▶ **Text extract**:
============

January 22, 2004

Happy Chinese New Year!
It’s the year of the Monkey, and since Cherokee’s rebirth is spring of ’04, she shares traits with the monkey – agile, quick, and smart. She can get in and out of tight places, and plays well with humans. Keith Rittmaster, head of the NC Maritime Museum’s Cape Lookout Studies Program, snapped this shot of Cherokee off the Cape New Year’s week.

So, what do you want to restore next?

Huckins Sighting off Cape Lookout

Meanwhile, back at the berth, Bryan and Chris laid the galley flooring and trim. Below left they’re placing the last bit of trim, and right shows the completed floor. The empty area to the right is where the refrigerators go.

Assuming the primate posture...
Big Monkey-Boy Smile!

============

▶ **Collected material**:
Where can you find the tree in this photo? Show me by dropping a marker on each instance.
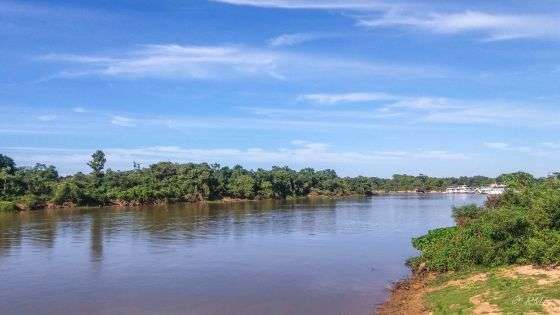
(7, 163)
(97, 162)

============

▶ **Goals**:
(1) Set down the Cherokee update word for word, from "January 22, 2004" to "New Year’s week.".
(2) In the Cherokee update, what goes in the empty area to the right of the galley floor?
(3) Continue the Cherokee update from where it stops.

▶ **The results**:
(1)
January 22, 2004

Happy Chinese New Year!
It’s the year of the Monkey, and since Cherokee’s rebirth is spring of ’04, she shares traits with the monkey – agile, quick, and smart. She can get in and out of tight places, and plays well with humans. Keith Rittmaster, head of the NC Maritime Museum’s Cape Lookout Studies Program, snapped this shot of Cherokee off the Cape New Year’s week.

(2) The refrigerators.

(3)
Laying Down the Groove


No monkeys or dogs allowed, please
Galley Gleaming

The Varnish Vixens are working their way through the galley trim, sanding and sanding in preparation for many coats of varnish. Sharon and Caroline are padding about in socks, keeping everything scratch free and pretty. Below right, Carolyn’s mother Margaret is in the facility sanding a galley cabinet. Speaking of the facility, it’s no longer a gaping void since the Cherokee launch. Lloyd Pigott had George lift the CBCII (Core Banks Club), an old ferry boat, into the shed whereupon it’ll get converted into a houseboat (see bottom photo).

If I promise not to wear cleats will you let me out of this hole?
Caution Women Sanding
Sanding, sanding, sanding

Losing his head again...
Tom Parker Fitting Stateroom Shelf

Tom Parker, above, is building a storage cabinet in the forward stateroom over the bunk. Bryan and Chris glued the teak on the first hatch of the cockpit, and attached the hinge. They and Leonard are shown below fitting it in place.

Cockpit Hatch Placed over Generator


Chris and Bryan started the cockpit stairs, designed to be used to enter the cockpit from the aft-deck or the dock. Once completed, the stairs will have teak treads and white risers. Below Bryan and son James check it out.

Dad, can I borrow the keys to the boat?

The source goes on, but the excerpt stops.